◆ Exercise task
Give only the number of lines in the records below that contain the string "biker". Case counts.

◆ Extracted records
════════════════════

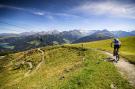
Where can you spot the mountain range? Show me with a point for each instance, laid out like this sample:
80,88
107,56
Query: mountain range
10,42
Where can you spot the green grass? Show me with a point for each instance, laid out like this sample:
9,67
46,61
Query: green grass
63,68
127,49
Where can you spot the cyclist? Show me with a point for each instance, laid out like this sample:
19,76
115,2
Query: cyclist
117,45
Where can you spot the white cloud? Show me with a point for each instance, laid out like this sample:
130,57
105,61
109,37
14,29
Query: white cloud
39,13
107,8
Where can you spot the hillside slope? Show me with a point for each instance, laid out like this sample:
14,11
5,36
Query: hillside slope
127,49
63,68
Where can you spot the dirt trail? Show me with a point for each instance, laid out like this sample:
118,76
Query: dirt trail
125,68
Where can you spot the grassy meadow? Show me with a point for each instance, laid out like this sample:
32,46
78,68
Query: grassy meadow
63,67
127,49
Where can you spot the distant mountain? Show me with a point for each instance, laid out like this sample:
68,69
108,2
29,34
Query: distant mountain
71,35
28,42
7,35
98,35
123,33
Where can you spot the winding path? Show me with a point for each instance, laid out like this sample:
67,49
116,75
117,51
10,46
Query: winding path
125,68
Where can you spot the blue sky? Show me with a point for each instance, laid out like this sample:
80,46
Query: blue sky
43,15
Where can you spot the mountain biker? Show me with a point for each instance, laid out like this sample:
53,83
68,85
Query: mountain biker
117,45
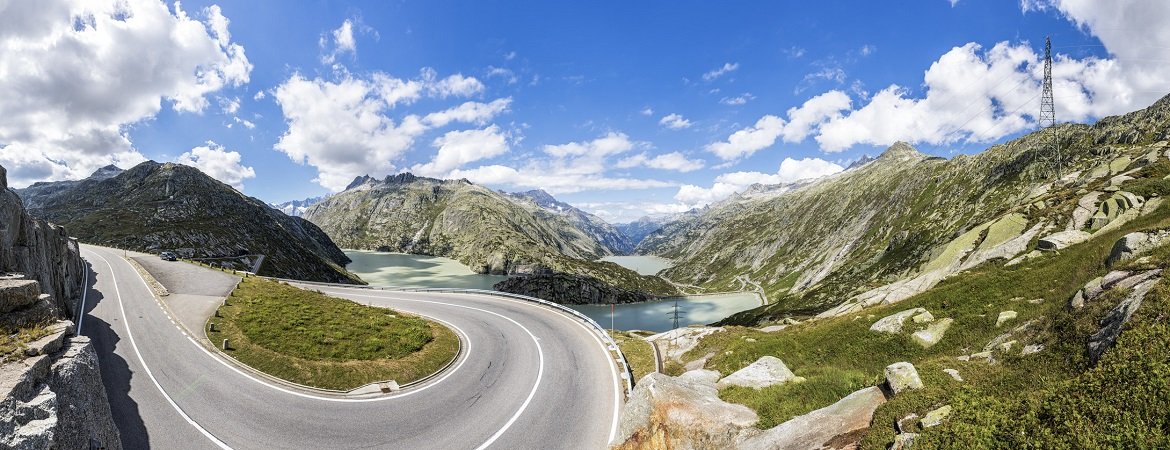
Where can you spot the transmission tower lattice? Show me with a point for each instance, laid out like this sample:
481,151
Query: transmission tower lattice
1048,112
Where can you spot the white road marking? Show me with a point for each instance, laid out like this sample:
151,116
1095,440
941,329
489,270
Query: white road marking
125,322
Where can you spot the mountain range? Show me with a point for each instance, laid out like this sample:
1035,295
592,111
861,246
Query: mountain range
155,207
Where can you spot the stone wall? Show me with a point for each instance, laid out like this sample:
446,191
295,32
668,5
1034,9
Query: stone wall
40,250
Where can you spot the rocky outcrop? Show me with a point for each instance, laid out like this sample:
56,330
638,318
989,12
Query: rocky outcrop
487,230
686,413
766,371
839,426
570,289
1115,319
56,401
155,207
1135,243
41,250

════════════════════

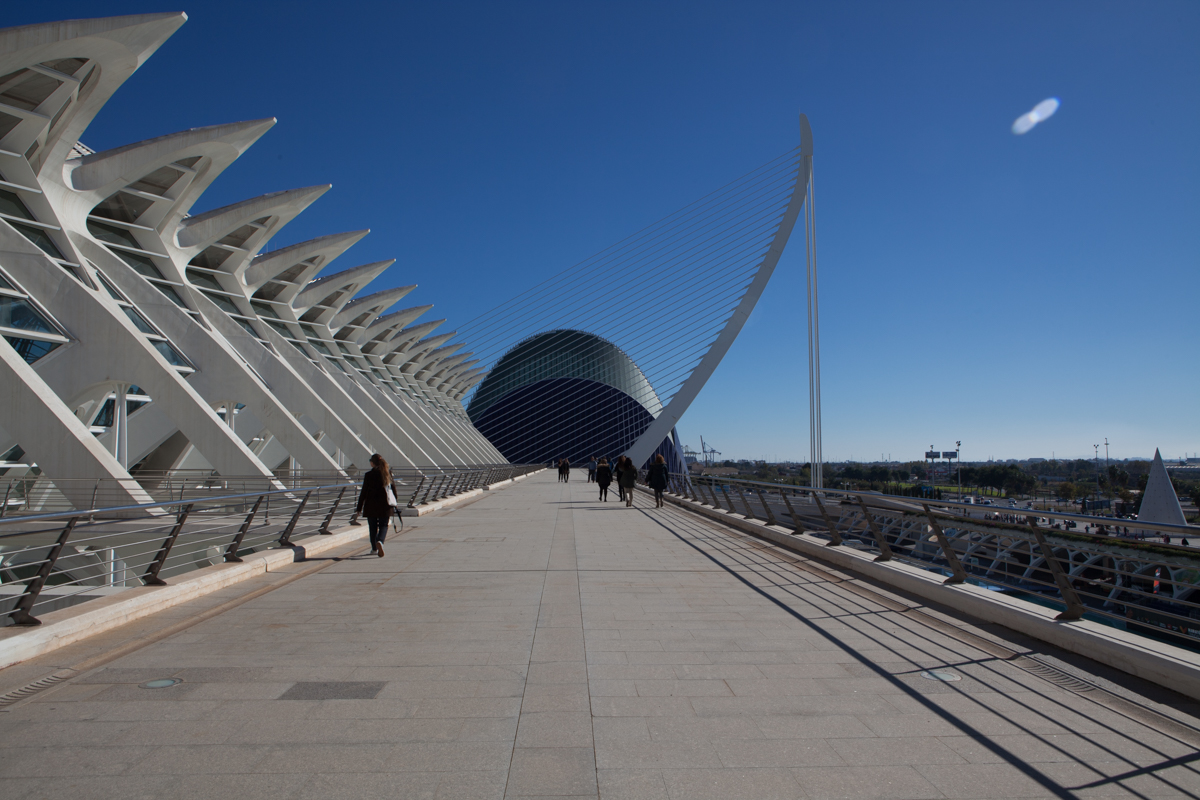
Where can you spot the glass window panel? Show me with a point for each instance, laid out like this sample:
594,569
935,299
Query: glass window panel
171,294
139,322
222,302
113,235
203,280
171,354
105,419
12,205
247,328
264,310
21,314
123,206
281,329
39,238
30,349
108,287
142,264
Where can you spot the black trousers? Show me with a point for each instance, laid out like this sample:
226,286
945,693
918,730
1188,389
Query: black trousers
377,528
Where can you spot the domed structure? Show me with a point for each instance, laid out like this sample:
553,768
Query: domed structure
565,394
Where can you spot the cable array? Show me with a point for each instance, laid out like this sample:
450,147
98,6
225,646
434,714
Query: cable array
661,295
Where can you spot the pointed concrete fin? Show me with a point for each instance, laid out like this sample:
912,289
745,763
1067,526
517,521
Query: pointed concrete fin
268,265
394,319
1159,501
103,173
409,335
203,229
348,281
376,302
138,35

════════════════════

◆ Answer to this exercise
2